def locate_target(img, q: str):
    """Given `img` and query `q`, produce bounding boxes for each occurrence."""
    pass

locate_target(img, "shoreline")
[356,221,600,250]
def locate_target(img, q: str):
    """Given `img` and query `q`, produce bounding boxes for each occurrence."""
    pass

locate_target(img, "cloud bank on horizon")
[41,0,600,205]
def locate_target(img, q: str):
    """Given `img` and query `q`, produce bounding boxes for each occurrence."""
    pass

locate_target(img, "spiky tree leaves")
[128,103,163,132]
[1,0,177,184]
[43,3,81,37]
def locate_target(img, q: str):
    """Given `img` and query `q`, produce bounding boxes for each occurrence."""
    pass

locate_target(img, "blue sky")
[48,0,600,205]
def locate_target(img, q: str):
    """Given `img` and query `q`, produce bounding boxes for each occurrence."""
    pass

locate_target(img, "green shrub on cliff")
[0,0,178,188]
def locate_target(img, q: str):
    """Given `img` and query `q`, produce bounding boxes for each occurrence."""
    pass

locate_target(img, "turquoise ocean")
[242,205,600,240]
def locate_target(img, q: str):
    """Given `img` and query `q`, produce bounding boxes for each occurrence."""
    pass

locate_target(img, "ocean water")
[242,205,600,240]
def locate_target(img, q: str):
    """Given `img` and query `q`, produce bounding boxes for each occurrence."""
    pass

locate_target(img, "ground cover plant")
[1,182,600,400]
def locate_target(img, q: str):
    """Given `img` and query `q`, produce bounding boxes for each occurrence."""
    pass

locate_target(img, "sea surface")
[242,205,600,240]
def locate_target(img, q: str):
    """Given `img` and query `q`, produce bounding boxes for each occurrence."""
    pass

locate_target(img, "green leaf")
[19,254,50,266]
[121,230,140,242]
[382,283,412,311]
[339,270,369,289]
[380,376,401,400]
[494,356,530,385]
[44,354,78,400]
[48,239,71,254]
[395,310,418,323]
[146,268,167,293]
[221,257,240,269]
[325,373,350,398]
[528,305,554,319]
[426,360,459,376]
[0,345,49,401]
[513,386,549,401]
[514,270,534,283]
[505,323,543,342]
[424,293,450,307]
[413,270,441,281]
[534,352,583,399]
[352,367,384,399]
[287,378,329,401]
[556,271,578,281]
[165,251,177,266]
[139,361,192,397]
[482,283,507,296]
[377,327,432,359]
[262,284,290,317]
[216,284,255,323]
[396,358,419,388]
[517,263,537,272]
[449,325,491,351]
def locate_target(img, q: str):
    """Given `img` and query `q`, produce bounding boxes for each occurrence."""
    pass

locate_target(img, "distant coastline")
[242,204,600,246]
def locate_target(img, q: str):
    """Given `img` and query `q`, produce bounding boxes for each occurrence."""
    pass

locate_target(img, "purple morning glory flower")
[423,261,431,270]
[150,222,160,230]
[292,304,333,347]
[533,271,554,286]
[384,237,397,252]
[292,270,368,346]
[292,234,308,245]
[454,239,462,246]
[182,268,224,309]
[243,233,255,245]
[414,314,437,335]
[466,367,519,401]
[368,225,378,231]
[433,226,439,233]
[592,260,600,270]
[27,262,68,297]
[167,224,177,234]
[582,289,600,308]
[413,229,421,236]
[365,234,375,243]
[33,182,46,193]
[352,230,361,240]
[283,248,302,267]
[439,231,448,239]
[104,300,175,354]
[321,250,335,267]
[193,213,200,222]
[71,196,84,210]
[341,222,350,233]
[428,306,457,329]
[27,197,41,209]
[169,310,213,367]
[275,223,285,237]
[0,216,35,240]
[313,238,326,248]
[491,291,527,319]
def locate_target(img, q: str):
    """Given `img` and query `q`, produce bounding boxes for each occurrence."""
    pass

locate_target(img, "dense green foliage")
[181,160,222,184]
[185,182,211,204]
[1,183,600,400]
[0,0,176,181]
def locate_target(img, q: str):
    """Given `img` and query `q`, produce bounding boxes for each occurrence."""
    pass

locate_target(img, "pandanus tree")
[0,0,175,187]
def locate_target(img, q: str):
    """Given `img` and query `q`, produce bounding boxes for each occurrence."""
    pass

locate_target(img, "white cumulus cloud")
──────
An exact copy of every line above is needed.

Solved problem.
def locate_target(img, q: str):
    """Given `img` and query `q`, produce bounding boxes for each occurrence."""
    pass

locate_target(img, "shoreline")
[356,221,600,250]
def locate_target(img, q: str):
    """Given `img` and query `q`, produce bounding boxes for each occurrence."""
    pass

locate_target(img, "cloud bank on horizon")
[41,0,600,205]
def locate_target(img, q: str):
    """Given `img` and query `q`, produce bounding boxes for each occurrence."""
    pass

locate_target(img, "spiky tree leaves")
[128,103,163,132]
[1,0,177,184]
[43,3,81,37]
def locate_target(img, q: str):
    """Given `img` and query `q`, produce bounding boxes for each occurrence."""
    pass

locate_target(img, "blue sky")
[48,0,600,205]
def locate_target(img, q: str):
    """Given `img` and query `q`, produce bounding boxes for each occurrence."""
    pass

locate_target(img, "green shrub on cliff")
[0,0,178,188]
def locate_target(img, q: str):
    """Given `img` and query `q`, produce bounding boxes for each occurrence."""
    pass

locate_target(img, "turquoise ocean")
[242,205,600,240]
def locate_target(img, q: str):
    """Given `img` and query `q`, produce bounding boxes for each occurrence."""
    pass

locate_target(img, "ocean water")
[242,205,600,240]
def locate_target(img, q: str):
    """Given `img` and query `q`, produce bounding boxes for each occurrence."""
    pass

locate_target(img, "ground cover plant")
[1,182,600,400]
def locate_target(img, q: str):
    """Given `img` and query `q`, produce bounding boxes for each occurrence."""
    pass

locate_target(img, "sea surface")
[242,205,600,240]
def locate_target(img, q: str):
    """Given `img` and query `q`, produce bounding boxes for each occurrence."""
    pass

locate_target(img, "green leaf")
[19,254,50,266]
[121,230,140,242]
[382,283,412,311]
[339,270,369,289]
[380,376,401,400]
[494,356,530,385]
[44,354,78,400]
[48,239,71,254]
[395,310,418,323]
[146,268,167,293]
[221,257,240,269]
[325,373,350,398]
[528,305,554,319]
[426,360,459,376]
[0,345,49,401]
[513,386,549,401]
[514,270,534,283]
[505,323,543,342]
[424,293,450,307]
[413,270,441,281]
[534,352,583,399]
[352,367,384,399]
[287,378,329,401]
[556,271,578,281]
[165,251,177,266]
[139,361,192,397]
[482,283,507,296]
[377,327,432,359]
[262,284,290,317]
[216,284,255,323]
[396,358,419,388]
[517,263,537,272]
[449,325,491,351]
def locate_target(img, q: str):
    """Given `img` and query `q`, produce bounding boxes for each occurrence."""
    pass

locate_target(img, "distant coastline")
[242,204,600,246]
def locate_target(img, q: str):
    """Given `img` and query `q`, produce bounding boxes for each occurrence."""
    pass

locate_target(img, "purple morning glory flower")
[423,261,431,270]
[150,222,160,230]
[292,304,333,347]
[533,271,554,286]
[384,237,397,252]
[292,270,368,346]
[292,234,308,245]
[454,239,462,246]
[182,268,224,309]
[243,233,255,245]
[414,314,437,335]
[466,367,519,401]
[368,225,378,231]
[433,226,439,233]
[592,260,600,270]
[27,262,68,297]
[167,224,177,234]
[582,289,600,308]
[413,229,421,236]
[365,234,375,243]
[33,182,46,193]
[352,230,361,240]
[283,248,302,267]
[439,231,448,239]
[104,300,175,354]
[321,250,335,267]
[193,213,200,222]
[71,196,84,210]
[341,222,350,233]
[428,306,457,329]
[27,197,41,209]
[169,310,213,367]
[275,223,285,237]
[0,216,35,240]
[313,238,326,248]
[491,291,527,319]
def locate_target(img, q: str):
    """Given `img` and query `q`, produce bounding boxes for each occurrence."""
    pass

locate_target(img, "dense green foliage")
[181,160,222,184]
[185,182,211,204]
[1,183,600,400]
[0,0,176,181]
def locate_target(img, q: str):
    """Given `img` and query `q`, produce bounding boxes for each occurrence."""
    pass

locate_target(img, "pandanus tree")
[0,0,175,187]
def locate_target(img, q: str):
    """Given `img` and query `q`, produce bounding boxes for each occurrence."""
    pass

locate_target(img, "white cumulus cloud")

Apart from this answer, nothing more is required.